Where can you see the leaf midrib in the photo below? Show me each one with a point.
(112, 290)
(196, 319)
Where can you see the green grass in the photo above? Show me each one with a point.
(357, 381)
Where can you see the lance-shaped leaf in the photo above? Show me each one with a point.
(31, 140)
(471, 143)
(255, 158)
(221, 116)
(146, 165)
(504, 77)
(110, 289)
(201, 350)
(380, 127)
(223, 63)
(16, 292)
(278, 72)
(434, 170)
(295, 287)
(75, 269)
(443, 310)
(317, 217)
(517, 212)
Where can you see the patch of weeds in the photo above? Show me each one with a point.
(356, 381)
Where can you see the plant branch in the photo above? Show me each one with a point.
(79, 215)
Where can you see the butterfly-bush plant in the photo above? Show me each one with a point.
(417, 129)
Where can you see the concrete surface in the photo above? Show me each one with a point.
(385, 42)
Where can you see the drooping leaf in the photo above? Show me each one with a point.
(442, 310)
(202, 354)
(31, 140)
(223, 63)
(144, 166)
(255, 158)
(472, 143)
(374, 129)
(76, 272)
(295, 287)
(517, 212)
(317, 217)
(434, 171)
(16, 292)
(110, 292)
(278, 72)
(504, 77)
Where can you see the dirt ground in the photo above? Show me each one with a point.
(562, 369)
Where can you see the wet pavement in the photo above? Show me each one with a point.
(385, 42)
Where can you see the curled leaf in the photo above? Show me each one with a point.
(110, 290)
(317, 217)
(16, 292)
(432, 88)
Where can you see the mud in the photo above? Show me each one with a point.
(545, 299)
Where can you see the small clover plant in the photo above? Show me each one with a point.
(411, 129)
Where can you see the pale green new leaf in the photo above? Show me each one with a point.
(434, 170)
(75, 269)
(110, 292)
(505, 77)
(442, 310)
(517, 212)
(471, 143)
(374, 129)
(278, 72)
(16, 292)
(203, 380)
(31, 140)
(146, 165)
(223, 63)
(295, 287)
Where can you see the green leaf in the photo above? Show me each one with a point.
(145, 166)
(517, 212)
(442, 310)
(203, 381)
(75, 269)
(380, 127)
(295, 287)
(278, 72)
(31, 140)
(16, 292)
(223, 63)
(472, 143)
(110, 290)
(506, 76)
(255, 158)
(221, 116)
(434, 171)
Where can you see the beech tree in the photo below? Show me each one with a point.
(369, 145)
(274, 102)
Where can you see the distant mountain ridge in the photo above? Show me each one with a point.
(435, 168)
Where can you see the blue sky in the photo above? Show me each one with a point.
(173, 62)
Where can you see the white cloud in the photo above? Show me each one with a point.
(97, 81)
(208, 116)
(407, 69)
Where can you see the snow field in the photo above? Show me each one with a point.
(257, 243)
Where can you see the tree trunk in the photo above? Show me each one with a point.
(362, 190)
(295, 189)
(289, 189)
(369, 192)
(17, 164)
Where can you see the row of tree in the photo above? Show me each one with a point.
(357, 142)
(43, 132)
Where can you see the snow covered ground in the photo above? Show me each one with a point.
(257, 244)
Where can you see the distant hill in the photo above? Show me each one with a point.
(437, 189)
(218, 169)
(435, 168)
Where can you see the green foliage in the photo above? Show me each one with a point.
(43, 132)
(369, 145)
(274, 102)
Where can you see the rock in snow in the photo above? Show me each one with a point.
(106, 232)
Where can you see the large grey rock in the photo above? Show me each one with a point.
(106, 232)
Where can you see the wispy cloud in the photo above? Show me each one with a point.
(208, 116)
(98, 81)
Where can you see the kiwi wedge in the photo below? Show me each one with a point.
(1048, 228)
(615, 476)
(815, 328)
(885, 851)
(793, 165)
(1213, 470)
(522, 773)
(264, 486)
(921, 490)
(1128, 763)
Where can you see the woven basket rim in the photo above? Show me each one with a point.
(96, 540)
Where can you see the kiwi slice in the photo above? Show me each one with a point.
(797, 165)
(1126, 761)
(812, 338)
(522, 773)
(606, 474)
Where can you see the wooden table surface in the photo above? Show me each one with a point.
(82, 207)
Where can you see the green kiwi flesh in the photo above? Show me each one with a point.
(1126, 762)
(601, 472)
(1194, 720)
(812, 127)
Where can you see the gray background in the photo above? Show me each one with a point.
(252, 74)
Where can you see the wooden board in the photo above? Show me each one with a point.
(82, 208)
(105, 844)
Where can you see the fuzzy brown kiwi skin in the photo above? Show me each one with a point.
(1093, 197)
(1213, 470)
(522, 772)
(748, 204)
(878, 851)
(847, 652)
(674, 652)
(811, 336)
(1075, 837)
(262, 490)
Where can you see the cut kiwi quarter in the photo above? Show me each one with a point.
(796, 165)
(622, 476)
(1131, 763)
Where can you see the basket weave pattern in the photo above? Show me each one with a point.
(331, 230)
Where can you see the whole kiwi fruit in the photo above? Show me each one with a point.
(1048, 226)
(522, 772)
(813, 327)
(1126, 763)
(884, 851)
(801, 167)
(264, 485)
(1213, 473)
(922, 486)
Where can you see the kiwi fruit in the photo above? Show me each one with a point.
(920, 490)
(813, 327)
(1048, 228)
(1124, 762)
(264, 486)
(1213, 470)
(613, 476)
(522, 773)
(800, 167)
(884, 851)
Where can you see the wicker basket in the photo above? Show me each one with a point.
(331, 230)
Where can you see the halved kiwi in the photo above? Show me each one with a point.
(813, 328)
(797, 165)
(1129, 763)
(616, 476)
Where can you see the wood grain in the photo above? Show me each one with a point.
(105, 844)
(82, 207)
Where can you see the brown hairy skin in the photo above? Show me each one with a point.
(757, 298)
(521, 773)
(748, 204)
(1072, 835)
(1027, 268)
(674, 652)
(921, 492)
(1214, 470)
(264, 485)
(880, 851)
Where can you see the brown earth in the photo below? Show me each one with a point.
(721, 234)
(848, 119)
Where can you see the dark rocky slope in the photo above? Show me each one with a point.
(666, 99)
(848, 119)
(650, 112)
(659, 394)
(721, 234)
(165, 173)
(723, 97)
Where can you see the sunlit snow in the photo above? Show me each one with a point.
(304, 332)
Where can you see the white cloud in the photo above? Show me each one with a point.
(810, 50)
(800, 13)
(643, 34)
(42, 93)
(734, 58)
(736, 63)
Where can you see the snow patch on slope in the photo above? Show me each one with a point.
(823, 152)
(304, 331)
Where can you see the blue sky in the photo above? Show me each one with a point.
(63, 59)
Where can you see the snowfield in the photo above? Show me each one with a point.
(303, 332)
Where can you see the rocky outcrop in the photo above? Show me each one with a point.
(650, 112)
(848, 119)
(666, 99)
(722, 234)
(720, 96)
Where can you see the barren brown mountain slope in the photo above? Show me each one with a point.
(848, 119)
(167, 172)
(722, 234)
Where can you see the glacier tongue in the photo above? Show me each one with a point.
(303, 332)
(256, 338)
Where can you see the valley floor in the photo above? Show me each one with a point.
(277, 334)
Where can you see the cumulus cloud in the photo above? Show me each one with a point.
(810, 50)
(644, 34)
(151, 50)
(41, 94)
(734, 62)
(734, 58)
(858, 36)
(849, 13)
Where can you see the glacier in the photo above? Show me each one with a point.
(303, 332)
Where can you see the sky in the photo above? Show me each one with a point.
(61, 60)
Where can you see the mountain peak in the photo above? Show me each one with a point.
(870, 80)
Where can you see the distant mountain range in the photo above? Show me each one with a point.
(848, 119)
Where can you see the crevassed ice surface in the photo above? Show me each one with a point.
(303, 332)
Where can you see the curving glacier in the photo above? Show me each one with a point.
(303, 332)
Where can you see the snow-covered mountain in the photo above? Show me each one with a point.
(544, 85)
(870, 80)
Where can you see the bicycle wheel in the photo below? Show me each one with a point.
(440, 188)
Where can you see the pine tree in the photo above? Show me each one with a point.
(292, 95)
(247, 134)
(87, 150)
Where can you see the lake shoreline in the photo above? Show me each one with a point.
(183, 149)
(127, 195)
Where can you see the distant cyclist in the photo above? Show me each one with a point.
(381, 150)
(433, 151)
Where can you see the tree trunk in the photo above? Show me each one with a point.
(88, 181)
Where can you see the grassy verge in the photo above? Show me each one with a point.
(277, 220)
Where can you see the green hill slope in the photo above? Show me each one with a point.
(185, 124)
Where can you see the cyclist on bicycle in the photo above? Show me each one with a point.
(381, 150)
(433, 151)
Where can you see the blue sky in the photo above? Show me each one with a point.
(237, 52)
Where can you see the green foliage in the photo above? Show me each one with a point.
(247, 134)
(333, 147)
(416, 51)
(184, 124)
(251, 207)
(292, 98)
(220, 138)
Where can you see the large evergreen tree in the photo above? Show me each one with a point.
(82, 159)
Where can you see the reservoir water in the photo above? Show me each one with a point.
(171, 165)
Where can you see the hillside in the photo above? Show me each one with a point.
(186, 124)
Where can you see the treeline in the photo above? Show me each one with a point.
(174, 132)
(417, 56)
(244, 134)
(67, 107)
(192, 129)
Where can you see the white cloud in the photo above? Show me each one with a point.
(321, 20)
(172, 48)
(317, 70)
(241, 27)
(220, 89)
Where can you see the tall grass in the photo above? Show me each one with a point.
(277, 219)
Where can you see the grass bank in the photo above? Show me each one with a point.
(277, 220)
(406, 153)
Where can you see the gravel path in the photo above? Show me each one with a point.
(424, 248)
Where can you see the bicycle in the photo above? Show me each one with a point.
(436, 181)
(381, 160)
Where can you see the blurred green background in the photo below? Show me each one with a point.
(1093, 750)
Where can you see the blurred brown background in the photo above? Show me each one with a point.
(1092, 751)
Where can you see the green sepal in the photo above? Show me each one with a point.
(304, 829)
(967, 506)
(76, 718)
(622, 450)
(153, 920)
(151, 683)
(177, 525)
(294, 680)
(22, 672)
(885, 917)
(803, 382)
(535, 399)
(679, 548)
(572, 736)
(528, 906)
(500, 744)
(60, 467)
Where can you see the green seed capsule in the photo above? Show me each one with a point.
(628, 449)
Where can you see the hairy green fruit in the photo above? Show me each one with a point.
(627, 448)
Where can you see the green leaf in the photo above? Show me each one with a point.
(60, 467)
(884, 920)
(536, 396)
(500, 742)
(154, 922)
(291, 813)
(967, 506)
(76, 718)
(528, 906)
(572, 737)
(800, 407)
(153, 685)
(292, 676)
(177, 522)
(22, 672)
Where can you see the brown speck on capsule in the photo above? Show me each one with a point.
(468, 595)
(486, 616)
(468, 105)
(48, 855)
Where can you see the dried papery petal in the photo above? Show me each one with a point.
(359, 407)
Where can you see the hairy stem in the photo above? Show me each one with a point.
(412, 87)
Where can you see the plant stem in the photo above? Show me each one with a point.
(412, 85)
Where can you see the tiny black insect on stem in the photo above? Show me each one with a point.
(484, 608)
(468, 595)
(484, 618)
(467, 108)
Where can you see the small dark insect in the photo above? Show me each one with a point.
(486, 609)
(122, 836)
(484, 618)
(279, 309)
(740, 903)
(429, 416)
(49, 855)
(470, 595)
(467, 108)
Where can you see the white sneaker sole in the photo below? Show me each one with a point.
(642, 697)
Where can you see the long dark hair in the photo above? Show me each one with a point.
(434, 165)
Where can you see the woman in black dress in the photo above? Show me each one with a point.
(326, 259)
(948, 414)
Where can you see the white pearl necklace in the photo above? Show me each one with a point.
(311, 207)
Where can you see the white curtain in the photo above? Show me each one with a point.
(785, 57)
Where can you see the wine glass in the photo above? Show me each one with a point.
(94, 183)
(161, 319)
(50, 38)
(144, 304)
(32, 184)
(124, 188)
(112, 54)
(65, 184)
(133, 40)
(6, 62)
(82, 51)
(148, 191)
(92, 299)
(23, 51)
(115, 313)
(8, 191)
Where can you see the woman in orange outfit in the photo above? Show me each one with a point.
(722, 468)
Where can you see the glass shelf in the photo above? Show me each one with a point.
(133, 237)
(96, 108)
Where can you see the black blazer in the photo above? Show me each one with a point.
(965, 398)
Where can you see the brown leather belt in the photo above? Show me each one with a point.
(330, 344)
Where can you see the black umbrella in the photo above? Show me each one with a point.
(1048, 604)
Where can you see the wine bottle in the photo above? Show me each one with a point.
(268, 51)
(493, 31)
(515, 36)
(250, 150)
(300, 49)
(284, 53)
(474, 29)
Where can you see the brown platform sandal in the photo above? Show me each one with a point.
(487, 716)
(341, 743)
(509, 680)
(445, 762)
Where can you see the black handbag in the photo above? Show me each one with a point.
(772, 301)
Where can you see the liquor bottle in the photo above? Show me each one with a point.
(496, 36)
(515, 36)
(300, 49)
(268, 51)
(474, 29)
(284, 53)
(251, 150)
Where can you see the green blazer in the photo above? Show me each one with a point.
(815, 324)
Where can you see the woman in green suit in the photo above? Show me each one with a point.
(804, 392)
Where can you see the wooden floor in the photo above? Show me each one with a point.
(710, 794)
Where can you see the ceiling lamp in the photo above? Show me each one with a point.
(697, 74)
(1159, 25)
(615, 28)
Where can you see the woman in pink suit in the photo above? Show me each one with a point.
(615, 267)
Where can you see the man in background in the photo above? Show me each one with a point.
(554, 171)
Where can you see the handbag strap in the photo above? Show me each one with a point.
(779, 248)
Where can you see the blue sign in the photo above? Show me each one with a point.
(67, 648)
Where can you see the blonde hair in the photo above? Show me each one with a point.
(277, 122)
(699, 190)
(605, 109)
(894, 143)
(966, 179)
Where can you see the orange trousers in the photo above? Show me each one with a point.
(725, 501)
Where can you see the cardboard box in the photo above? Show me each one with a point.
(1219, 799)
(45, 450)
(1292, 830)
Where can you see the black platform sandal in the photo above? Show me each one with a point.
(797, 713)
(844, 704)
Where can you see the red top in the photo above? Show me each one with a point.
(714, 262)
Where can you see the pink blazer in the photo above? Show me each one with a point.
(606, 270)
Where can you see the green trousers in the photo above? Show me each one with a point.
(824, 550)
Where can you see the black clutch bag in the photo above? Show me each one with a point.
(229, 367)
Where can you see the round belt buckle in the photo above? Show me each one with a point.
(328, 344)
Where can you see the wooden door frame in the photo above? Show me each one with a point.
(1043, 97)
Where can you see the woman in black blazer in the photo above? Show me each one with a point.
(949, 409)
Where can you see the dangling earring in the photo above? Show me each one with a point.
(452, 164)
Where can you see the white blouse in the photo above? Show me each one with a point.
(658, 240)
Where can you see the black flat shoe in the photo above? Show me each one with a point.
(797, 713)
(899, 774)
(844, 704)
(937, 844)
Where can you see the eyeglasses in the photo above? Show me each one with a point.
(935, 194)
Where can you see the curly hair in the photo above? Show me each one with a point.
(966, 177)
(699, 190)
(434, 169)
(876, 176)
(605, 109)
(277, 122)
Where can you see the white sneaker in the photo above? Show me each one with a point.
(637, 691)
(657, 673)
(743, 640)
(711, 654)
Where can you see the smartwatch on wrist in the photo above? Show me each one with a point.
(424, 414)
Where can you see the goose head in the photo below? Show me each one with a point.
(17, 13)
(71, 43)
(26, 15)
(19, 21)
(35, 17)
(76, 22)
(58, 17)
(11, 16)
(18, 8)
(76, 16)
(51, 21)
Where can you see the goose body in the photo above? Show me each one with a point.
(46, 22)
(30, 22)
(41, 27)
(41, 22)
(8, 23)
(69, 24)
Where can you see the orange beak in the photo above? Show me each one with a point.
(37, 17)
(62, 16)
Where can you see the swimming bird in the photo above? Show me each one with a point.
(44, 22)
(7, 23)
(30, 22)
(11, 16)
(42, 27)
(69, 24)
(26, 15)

++++++++++

Written task:
Copy out the material above, starting at the line that contains "Where can you see the small clover" and ending after the line that contains "(1128, 763)", with both of those lines included.

Worked solution:
Where can you see the small clover plant in the photo above? Show me each one with a point.
(411, 129)
Where can you see the pale green new leaf in the photo above? Show me each one with a point.
(434, 170)
(75, 269)
(110, 292)
(505, 77)
(442, 310)
(517, 212)
(471, 143)
(374, 129)
(278, 72)
(16, 292)
(203, 380)
(31, 140)
(146, 165)
(223, 63)
(295, 287)
Where can you see the green leaf in the photo above? Show me each one with a point.
(145, 166)
(517, 212)
(442, 310)
(203, 381)
(75, 269)
(380, 127)
(295, 287)
(278, 72)
(31, 140)
(16, 292)
(223, 63)
(472, 143)
(110, 290)
(506, 76)
(255, 158)
(221, 116)
(434, 171)
Where can you see the beech tree in the photo below? Show me each one with a point.
(369, 145)
(274, 102)
Where can you see the distant mountain ridge in the photo above? Show me each one with a point.
(435, 168)
Where can you see the blue sky in the photo above? Show me each one with a point.
(173, 62)
Where can you see the white cloud in the photo above? Show me each one with a point.
(97, 81)
(208, 116)
(407, 69)
Where can you see the snow field in the photo above? Show me each one with a point.
(257, 243)
Where can you see the tree trunk in the photo above? Show me each one with a point.
(362, 190)
(295, 189)
(289, 189)
(369, 192)
(17, 164)
Where can you see the row of tree in the photo above? Show me each one with a point.
(357, 142)
(43, 132)
Where can you see the snow covered ground in the photo above? Show me each one with a point.
(257, 244)
Where can you see the distant hill in the photo above? Show me each one with a point.
(437, 189)
(218, 169)
(435, 168)
Where can you see the green foliage in the photo above? Show me each one with a point.
(43, 132)
(369, 145)
(274, 102)
Where can you see the rock in snow in the photo above? Show me each one with a point.
(106, 232)
Where can you see the large grey rock in the photo above? Show me each one with a point.
(106, 232)
Where can you see the wispy cloud in the photo above? Show me each one with a point.
(208, 116)
(98, 81)
Where can you see the kiwi wedge in the photo below? Show me each one with a point.
(1048, 228)
(615, 476)
(815, 328)
(885, 851)
(793, 165)
(1213, 470)
(522, 773)
(264, 486)
(921, 490)
(1128, 763)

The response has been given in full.